Task
Rewrite the lines below as a JSON array of strings, one string per line, leaving out any blank lines.
** Begin Supplied information **
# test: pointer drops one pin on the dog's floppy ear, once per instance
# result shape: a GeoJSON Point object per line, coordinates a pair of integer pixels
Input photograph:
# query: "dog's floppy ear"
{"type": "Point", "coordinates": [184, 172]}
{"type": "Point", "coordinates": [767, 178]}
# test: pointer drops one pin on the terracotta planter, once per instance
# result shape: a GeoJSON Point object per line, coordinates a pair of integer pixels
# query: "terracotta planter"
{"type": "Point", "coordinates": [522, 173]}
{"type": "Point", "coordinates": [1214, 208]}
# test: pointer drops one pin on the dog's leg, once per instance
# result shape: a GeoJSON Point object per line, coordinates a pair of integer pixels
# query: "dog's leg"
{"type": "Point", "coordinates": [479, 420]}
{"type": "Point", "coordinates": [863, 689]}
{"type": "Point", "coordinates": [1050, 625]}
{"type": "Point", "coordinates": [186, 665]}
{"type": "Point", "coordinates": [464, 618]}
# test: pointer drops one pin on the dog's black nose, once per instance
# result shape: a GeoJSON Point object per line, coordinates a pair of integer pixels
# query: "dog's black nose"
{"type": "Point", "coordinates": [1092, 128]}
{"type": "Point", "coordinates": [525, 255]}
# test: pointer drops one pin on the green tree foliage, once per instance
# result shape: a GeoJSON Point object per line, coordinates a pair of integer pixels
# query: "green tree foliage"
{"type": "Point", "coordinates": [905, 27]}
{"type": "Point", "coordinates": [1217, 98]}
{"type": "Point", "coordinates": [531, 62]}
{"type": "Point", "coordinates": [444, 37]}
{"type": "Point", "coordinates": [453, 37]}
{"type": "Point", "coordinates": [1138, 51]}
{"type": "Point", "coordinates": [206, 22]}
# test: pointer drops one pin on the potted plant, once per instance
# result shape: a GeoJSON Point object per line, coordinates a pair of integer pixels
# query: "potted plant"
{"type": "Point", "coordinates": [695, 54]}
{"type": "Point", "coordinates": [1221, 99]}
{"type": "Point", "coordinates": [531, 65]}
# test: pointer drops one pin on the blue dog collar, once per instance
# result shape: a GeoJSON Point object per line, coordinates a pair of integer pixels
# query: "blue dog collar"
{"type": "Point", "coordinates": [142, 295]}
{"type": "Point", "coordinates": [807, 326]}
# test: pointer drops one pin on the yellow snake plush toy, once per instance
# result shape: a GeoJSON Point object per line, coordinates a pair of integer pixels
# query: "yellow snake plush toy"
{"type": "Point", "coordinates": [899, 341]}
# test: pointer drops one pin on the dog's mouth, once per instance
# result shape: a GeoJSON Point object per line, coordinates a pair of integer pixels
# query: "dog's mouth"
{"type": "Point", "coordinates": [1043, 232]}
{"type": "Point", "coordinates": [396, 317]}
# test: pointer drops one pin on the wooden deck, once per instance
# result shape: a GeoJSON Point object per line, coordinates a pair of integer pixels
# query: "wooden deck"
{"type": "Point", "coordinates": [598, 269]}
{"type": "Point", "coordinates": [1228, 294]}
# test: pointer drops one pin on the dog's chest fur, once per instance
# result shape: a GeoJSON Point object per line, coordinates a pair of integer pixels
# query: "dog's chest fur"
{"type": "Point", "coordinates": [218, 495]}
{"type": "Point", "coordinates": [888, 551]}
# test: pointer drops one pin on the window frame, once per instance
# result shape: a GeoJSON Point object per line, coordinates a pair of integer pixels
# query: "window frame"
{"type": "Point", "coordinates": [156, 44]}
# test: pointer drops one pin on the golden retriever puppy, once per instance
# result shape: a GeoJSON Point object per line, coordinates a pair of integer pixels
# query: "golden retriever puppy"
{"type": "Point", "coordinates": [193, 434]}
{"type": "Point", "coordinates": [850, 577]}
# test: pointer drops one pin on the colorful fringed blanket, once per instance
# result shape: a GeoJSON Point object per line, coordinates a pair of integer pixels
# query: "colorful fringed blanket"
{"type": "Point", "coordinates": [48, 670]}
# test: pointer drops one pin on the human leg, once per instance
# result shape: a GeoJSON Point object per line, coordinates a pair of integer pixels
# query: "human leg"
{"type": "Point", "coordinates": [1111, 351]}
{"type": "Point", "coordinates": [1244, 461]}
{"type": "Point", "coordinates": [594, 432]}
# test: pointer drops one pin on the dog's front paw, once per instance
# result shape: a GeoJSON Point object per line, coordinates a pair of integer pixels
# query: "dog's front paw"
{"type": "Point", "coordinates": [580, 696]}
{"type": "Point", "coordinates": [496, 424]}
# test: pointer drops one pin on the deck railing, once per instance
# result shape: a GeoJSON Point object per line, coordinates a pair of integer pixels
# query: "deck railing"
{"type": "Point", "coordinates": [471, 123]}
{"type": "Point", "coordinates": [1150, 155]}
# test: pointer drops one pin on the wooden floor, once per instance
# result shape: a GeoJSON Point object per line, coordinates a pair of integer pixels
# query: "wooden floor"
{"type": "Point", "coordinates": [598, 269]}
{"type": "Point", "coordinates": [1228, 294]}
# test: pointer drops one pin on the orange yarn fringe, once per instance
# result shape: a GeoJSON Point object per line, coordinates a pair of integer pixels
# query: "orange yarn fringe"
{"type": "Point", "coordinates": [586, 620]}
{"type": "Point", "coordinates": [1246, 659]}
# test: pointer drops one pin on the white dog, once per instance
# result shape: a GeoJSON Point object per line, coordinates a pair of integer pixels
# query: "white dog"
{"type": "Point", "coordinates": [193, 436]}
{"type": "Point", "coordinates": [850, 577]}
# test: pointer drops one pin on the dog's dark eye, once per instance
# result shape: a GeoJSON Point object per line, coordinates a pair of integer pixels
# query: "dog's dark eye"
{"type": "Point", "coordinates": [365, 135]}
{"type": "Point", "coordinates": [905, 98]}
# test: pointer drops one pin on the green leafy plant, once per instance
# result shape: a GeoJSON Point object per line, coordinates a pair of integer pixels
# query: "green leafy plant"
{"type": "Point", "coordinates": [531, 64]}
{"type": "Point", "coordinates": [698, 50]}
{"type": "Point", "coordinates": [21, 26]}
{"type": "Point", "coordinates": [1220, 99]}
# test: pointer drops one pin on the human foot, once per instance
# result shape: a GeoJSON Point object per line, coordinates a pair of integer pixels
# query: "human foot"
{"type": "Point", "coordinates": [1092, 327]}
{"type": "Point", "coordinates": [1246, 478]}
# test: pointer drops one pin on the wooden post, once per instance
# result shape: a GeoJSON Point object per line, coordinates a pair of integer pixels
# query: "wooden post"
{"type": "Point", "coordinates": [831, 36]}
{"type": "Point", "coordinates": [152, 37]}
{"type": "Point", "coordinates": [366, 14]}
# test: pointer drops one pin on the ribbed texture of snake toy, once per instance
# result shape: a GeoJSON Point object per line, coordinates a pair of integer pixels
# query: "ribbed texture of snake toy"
** End Supplied information **
Solved problem
[
  "# test: pointer drops one pin on the dog's floppy ear, once per instance",
  "# result shape: a GeoJSON Point object per line, coordinates a pair of integer pixels",
  "Input photograph:",
  "# query: \"dog's floppy ear\"",
  "{\"type\": \"Point\", \"coordinates\": [184, 172]}",
  "{\"type\": \"Point\", \"coordinates\": [767, 178]}",
  "# test: pointer drops one pin on the terracotta planter, once per instance",
  "# result shape: a GeoJSON Point object per line, coordinates a pair of integer pixels",
  "# query: \"terracotta planter\"",
  "{\"type\": \"Point\", \"coordinates\": [522, 173]}",
  "{\"type\": \"Point\", \"coordinates\": [1214, 208]}",
  "# test: pointer drops one pin on the dog's leg, once per instance",
  "# result shape: a GeoJSON Point object per line, coordinates a pair of integer pixels",
  "# query: \"dog's leg\"",
  "{\"type\": \"Point\", \"coordinates\": [479, 420]}",
  "{\"type\": \"Point\", \"coordinates\": [863, 689]}",
  "{\"type\": \"Point\", \"coordinates\": [1050, 625]}",
  "{\"type\": \"Point\", \"coordinates\": [186, 665]}",
  "{\"type\": \"Point\", \"coordinates\": [464, 618]}",
  "# test: pointer drops one pin on the dog's black nose, once per instance",
  "# result shape: a GeoJSON Point object per line, coordinates a pair of integer pixels",
  "# query: \"dog's black nose\"",
  "{\"type\": \"Point\", \"coordinates\": [1092, 128]}",
  "{\"type\": \"Point\", \"coordinates\": [525, 255]}",
  "# test: pointer drops one pin on the green tree foliage, once per instance",
  "# result shape: a GeoJSON Point object per line, coordinates a pair of integer pixels",
  "# query: \"green tree foliage\"",
  "{\"type\": \"Point\", \"coordinates\": [905, 27]}",
  "{\"type\": \"Point\", \"coordinates\": [1217, 98]}",
  "{\"type\": \"Point\", \"coordinates\": [531, 62]}",
  "{\"type\": \"Point\", \"coordinates\": [444, 37]}",
  "{\"type\": \"Point\", \"coordinates\": [453, 37]}",
  "{\"type\": \"Point\", \"coordinates\": [1138, 51]}",
  "{\"type\": \"Point\", \"coordinates\": [206, 22]}",
  "# test: pointer drops one pin on the potted plant, once per instance",
  "# result shape: a GeoJSON Point object per line, coordinates a pair of integer pixels",
  "# query: \"potted plant\"",
  "{\"type\": \"Point\", \"coordinates\": [695, 54]}",
  "{\"type\": \"Point\", \"coordinates\": [1221, 99]}",
  "{\"type\": \"Point\", \"coordinates\": [531, 65]}",
  "# test: pointer drops one pin on the blue dog collar, once per instance",
  "# result shape: a GeoJSON Point object per line, coordinates a pair of integer pixels",
  "# query: \"blue dog collar\"",
  "{\"type\": \"Point\", \"coordinates\": [142, 295]}",
  "{\"type\": \"Point\", \"coordinates\": [807, 326]}",
  "# test: pointer drops one pin on the yellow snake plush toy, once per instance",
  "# result shape: a GeoJSON Point object per line, coordinates a pair of integer pixels",
  "# query: \"yellow snake plush toy\"",
  "{\"type\": \"Point\", \"coordinates\": [899, 341]}",
  "# test: pointer drops one pin on the dog's mouth, once per instance",
  "# result shape: a GeoJSON Point object per line, coordinates a pair of integer pixels",
  "# query: \"dog's mouth\"",
  "{\"type\": \"Point\", \"coordinates\": [1043, 232]}",
  "{\"type\": \"Point\", \"coordinates\": [396, 317]}",
  "# test: pointer drops one pin on the wooden deck, once per instance",
  "# result shape: a GeoJSON Point object per line, coordinates a pair of integer pixels",
  "# query: \"wooden deck\"",
  "{\"type\": \"Point\", \"coordinates\": [598, 269]}",
  "{\"type\": \"Point\", \"coordinates\": [1228, 294]}",
  "# test: pointer drops one pin on the dog's chest fur, once per instance",
  "# result shape: a GeoJSON Point object per line, coordinates a pair of integer pixels",
  "# query: \"dog's chest fur\"",
  "{\"type\": \"Point\", \"coordinates\": [218, 495]}",
  "{\"type\": \"Point\", \"coordinates\": [888, 551]}",
  "# test: pointer drops one pin on the window frame, once per instance",
  "# result shape: a GeoJSON Point object per line, coordinates a pair of integer pixels",
  "# query: \"window frame\"",
  "{\"type\": \"Point\", \"coordinates\": [156, 44]}",
  "# test: pointer drops one pin on the golden retriever puppy, once per instance",
  "# result shape: a GeoJSON Point object per line, coordinates a pair of integer pixels",
  "# query: \"golden retriever puppy\"",
  "{\"type\": \"Point\", \"coordinates\": [193, 434]}",
  "{\"type\": \"Point\", \"coordinates\": [850, 577]}",
  "# test: pointer drops one pin on the colorful fringed blanket, once per instance",
  "# result shape: a GeoJSON Point object per line, coordinates a pair of integer pixels",
  "# query: \"colorful fringed blanket\"",
  "{\"type\": \"Point\", \"coordinates\": [48, 670]}",
  "# test: pointer drops one pin on the human leg, once per instance",
  "# result shape: a GeoJSON Point object per line, coordinates a pair of integer pixels",
  "# query: \"human leg\"",
  "{\"type\": \"Point\", \"coordinates\": [1111, 351]}",
  "{\"type\": \"Point\", \"coordinates\": [1244, 461]}",
  "{\"type\": \"Point\", \"coordinates\": [594, 432]}",
  "# test: pointer drops one pin on the dog's front paw, once per instance",
  "# result shape: a GeoJSON Point object per line, coordinates a pair of integer pixels",
  "# query: \"dog's front paw\"",
  "{\"type\": \"Point\", \"coordinates\": [580, 696]}",
  "{\"type\": \"Point\", \"coordinates\": [496, 424]}",
  "# test: pointer drops one pin on the deck railing, once per instance",
  "# result shape: a GeoJSON Point object per line, coordinates a pair of integer pixels",
  "# query: \"deck railing\"",
  "{\"type\": \"Point\", \"coordinates\": [471, 123]}",
  "{\"type\": \"Point\", \"coordinates\": [1150, 155]}",
  "# test: pointer drops one pin on the wooden floor, once per instance",
  "# result shape: a GeoJSON Point object per line, coordinates a pair of integer pixels",
  "# query: \"wooden floor\"",
  "{\"type\": \"Point\", \"coordinates\": [598, 269]}",
  "{\"type\": \"Point\", \"coordinates\": [1228, 294]}",
  "# test: pointer drops one pin on the orange yarn fringe, once per instance",
  "# result shape: a GeoJSON Point object per line, coordinates a pair of integer pixels",
  "# query: \"orange yarn fringe\"",
  "{\"type\": \"Point\", \"coordinates\": [586, 620]}",
  "{\"type\": \"Point\", \"coordinates\": [1246, 659]}",
  "# test: pointer drops one pin on the white dog, once per instance",
  "# result shape: a GeoJSON Point object per line, coordinates a pair of integer pixels",
  "# query: \"white dog\"",
  "{\"type\": \"Point\", \"coordinates\": [193, 436]}",
  "{\"type\": \"Point\", \"coordinates\": [850, 577]}",
  "# test: pointer drops one pin on the dog's dark eye, once per instance",
  "# result shape: a GeoJSON Point object per line, coordinates a pair of integer pixels",
  "# query: \"dog's dark eye\"",
  "{\"type\": \"Point\", \"coordinates\": [365, 135]}",
  "{\"type\": \"Point\", \"coordinates\": [905, 98]}",
  "# test: pointer drops one pin on the green leafy plant, once per instance",
  "# result shape: a GeoJSON Point object per line, coordinates a pair of integer pixels",
  "# query: \"green leafy plant\"",
  "{\"type\": \"Point\", \"coordinates\": [531, 64]}",
  "{\"type\": \"Point\", \"coordinates\": [698, 50]}",
  "{\"type\": \"Point\", \"coordinates\": [21, 26]}",
  "{\"type\": \"Point\", \"coordinates\": [1220, 99]}",
  "# test: pointer drops one pin on the human foot, once per instance",
  "# result shape: a GeoJSON Point object per line, coordinates a pair of integer pixels",
  "# query: \"human foot\"",
  "{\"type\": \"Point\", \"coordinates\": [1092, 327]}",
  "{\"type\": \"Point\", \"coordinates\": [1246, 478]}",
  "# test: pointer drops one pin on the wooden post, once per instance",
  "# result shape: a GeoJSON Point object per line, coordinates a pair of integer pixels",
  "# query: \"wooden post\"",
  "{\"type\": \"Point\", \"coordinates\": [831, 36]}",
  "{\"type\": \"Point\", \"coordinates\": [152, 37]}",
  "{\"type\": \"Point\", \"coordinates\": [366, 14]}",
  "# test: pointer drops one pin on the ribbed texture of snake toy, once per instance",
  "# result shape: a GeoJSON Point object per line, coordinates a pair of integer pixels",
  "# query: \"ribbed texture of snake toy\""
]